>>>
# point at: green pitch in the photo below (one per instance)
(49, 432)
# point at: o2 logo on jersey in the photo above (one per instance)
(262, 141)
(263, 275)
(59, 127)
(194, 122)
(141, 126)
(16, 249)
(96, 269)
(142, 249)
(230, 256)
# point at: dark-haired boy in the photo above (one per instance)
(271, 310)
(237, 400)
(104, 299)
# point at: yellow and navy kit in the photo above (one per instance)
<<<
>>>
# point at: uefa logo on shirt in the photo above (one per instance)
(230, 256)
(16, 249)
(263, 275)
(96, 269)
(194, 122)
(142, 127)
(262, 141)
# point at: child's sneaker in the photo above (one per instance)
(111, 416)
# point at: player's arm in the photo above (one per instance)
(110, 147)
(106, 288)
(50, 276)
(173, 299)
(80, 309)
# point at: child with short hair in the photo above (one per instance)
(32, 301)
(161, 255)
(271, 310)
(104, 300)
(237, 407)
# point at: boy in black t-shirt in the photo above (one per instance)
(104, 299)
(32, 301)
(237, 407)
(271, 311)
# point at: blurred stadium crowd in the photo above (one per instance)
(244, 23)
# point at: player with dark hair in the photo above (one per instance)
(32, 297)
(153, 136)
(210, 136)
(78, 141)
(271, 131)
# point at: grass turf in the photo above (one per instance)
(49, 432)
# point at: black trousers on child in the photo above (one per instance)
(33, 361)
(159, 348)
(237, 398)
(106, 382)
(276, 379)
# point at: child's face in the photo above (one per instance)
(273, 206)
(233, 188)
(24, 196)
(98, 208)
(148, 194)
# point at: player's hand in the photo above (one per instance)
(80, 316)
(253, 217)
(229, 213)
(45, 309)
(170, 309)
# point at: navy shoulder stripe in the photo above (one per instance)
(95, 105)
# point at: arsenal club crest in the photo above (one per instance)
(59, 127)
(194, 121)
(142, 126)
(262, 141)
<<<
>>>
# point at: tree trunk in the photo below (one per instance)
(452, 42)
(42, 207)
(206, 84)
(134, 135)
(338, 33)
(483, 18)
<<<
### Aim
Gather every line of the items above that contains the word "logo", and treat uppercase and lowercase letters as different.

### Correct output
# point at: o2 logo on jersey in the photo above (one per instance)
# point at: uefa logo on shirt in the photo above (one per instance)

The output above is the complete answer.